CHALLENGE A: Report every line of the records below that contains the word "background".

John William Heard (July 3, 1938 – December 10, 2021) was an American bass player and artist. His recording credits include albums with Pharoah Sanders, George Duke, Oscar Peterson, Count Basie, Zoot Sims, Ahmad Jamal, Frank Morgan, George Cables. His professional jazz performance career lasted from the 1960s to the early 2010s, during which he also worked as a visual artist, producing drawings, paintings, and sculptures.

Background
He was born in Pittsburgh, Pennsylvania, United States.

He also played saxophone in his early years. He began playing bass at the age of 14. His professional career began in a band that included sax player Booker Ervin, drummer J.C. Moses, pianist Horace Parlan and trumpet player Tommy Turrentine. While in high school, he attended special classes at the Carnegie Museum of Art.

In 1958, he joined the United States Air Force and was sent to Germany. Because of his art experience he was given a job of designing posters for events. He also did some art teaching, teaching the wives of officers. He left the Air Force in 1961 and enrolled at the Art Institute of Pittsburgh. He returned to music and went to Buffalo and later to California.

On December 10, 2021, Heard died at the age of 83.

Art
In the 1980s, he had converted a North Hollywood garage into a studio and was spending much time there painting. He said that he was hanging out with Santa Monica-based sculptor Jim Casey, who was teaching him the way he wanted to learn. 18 months prior to his being interviewed for the article he had taken up sculpting. His first one was a bust of Duke Ellington, then one of Billy Eckstine. At the time he was working on one of Louis Armstrong.

Examples of his work are held in the Oakland Museum of California. They include drawings of Bud Powell and Milt Jackson.

Musical career

1960s
Playing double-bass, he has worked with Tommy Turrentine and Al Jarreau from the mid to late 1960s. Also in the late 1960s he worked with Jean-Luc Ponty, Sonny Rollins and Wes Montgomery.

1970s
In the 1970s, he performed with Toshiko Akiyoshi, Count Basie, Louie Bellson, John Collins, Joe Henderson, Ahmad Jamal, Blue Mitchell and Oscar Peterson.

1980s
In the 1980s, he performed with Eddie "Lockjaw" Davis, Buddy Montgomery and Pharoah Sanders.

In 1981, he played bass on the Blue Balkan album by pianist Larry Vuckovich. Other musicians to play on the album were vibraphonist Bobby Hutcherson and drummer Eddie More. Heard also played with Vuckovich's band on their first "Club Date" show on PBS, which was picked up by at least 120 cities in the U.S. In addition to Heard and Vuckovitch, the band included Tom Harrell on trumpet, and Sherman Ferguson on drums. As an unexpected bonus, the group was joined by saxophonist Charles McPherson for their last piece. The show's producer Paul Marshall spotted him in the audience, and asked him if he had his saxophone which he did and asked him to join them.

CHALLENGE B: According to the biography of bassist John Heard above, what was the first sculpture he made?

[Location annotation dataset excerpts]

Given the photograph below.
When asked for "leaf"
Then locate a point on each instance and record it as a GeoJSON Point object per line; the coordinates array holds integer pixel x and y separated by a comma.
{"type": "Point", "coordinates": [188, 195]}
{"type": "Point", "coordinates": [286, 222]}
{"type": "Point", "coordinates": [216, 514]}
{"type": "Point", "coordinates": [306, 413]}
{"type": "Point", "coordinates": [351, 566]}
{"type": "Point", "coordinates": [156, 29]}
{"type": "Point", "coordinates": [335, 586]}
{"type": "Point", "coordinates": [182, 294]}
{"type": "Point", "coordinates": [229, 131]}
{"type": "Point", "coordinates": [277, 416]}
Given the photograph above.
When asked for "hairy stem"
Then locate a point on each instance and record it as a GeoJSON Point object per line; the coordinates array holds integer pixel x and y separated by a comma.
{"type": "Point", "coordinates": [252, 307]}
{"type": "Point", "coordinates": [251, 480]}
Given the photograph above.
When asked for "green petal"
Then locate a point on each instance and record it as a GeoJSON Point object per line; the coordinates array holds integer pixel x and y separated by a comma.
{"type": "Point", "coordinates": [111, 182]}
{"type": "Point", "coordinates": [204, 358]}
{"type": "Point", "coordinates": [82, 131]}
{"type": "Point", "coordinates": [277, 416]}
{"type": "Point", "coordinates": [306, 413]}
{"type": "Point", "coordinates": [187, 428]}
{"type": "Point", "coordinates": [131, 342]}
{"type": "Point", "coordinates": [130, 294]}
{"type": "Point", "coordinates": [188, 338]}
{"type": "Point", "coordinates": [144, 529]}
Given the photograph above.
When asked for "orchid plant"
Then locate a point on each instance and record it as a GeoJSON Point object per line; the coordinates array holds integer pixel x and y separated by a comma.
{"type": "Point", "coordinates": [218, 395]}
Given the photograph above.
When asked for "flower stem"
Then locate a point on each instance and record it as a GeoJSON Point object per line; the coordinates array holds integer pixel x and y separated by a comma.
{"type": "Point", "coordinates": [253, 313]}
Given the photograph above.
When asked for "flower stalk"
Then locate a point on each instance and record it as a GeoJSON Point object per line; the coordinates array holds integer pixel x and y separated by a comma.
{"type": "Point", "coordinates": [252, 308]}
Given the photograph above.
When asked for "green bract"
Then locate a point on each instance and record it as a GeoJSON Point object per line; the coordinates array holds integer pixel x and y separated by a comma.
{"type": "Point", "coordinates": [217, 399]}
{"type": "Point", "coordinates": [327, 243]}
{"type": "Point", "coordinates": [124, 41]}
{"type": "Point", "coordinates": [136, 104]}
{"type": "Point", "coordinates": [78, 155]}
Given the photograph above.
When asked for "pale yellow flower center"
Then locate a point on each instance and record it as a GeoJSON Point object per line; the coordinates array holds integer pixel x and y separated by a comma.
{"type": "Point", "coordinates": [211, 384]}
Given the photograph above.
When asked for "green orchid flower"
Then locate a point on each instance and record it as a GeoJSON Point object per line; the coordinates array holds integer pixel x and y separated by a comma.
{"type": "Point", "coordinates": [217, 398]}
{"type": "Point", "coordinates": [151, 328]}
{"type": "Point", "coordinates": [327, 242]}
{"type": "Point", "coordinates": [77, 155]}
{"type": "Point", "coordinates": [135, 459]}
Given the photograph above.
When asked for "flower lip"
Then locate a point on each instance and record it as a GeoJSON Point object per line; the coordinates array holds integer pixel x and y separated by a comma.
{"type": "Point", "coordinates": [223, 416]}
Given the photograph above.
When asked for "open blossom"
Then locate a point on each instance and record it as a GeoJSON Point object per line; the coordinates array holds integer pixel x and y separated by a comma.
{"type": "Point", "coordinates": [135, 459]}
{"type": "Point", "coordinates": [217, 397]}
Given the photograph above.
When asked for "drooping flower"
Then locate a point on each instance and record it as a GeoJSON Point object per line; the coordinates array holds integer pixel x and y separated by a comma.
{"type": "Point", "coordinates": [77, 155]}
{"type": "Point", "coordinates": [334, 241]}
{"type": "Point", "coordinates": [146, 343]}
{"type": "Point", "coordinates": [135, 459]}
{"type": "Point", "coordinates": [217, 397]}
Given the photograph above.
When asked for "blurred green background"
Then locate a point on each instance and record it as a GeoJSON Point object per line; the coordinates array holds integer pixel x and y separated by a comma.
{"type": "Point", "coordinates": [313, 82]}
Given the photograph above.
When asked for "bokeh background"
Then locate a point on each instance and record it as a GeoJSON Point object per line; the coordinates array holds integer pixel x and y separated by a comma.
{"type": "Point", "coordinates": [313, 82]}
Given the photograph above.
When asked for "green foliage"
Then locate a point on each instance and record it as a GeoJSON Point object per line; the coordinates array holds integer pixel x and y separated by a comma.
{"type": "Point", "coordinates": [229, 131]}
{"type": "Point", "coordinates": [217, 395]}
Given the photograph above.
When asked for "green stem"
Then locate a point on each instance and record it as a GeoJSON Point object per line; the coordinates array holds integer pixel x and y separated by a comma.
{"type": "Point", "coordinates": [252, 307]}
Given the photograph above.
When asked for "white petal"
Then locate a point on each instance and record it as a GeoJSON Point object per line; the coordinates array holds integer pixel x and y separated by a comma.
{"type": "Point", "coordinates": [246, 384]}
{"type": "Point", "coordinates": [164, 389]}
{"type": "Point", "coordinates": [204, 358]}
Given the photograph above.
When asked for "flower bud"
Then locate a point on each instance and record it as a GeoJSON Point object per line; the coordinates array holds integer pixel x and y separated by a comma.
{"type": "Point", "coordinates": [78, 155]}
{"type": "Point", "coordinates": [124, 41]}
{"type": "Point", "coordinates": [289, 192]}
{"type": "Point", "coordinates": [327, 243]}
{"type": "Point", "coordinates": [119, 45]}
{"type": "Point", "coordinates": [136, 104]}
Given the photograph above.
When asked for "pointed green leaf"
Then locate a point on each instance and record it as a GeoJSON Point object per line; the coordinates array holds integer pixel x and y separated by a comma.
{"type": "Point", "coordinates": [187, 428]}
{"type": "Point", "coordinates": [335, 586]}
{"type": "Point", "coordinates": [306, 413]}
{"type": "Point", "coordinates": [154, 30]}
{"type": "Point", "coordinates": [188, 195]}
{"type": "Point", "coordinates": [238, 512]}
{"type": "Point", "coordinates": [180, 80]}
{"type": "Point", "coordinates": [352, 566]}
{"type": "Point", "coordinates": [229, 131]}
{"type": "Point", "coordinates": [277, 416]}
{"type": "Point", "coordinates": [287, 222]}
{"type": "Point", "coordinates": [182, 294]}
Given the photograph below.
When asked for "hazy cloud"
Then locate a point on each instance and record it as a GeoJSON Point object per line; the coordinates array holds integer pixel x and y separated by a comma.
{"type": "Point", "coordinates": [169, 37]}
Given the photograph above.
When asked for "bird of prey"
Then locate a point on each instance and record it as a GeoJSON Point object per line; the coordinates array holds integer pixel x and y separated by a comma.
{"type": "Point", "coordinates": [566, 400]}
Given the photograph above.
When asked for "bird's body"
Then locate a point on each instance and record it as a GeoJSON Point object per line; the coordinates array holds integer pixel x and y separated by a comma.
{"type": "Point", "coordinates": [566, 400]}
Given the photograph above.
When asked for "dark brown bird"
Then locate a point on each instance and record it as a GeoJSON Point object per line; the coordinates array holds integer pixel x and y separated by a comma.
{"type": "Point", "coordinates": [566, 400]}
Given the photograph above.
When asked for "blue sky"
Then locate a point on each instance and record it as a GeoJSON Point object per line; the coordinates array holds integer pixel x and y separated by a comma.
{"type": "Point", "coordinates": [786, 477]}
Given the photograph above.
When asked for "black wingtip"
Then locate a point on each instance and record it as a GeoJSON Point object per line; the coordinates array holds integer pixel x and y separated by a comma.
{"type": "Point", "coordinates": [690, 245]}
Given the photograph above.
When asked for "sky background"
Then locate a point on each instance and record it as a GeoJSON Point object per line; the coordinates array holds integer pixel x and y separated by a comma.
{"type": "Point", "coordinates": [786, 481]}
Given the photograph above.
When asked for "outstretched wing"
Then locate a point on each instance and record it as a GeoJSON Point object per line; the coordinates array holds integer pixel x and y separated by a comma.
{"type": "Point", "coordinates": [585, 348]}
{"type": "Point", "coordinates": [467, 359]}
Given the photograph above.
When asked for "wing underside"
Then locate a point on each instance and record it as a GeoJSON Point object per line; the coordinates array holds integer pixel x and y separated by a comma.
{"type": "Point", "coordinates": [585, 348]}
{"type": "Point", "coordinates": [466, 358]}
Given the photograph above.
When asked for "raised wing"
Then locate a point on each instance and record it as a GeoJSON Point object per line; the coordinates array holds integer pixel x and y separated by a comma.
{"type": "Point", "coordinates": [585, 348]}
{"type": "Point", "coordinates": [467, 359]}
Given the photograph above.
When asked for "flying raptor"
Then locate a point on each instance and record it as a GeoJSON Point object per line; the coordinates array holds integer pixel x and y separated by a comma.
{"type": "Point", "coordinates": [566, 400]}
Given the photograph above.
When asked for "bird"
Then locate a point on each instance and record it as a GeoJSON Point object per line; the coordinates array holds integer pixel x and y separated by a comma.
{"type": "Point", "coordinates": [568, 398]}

PROBLEM SOLUTION A:
When asked for "blurred green background"
When asked for "bokeh background"
When asked for "sky background"

PROBLEM SOLUTION B: A bust of Duke Ellington.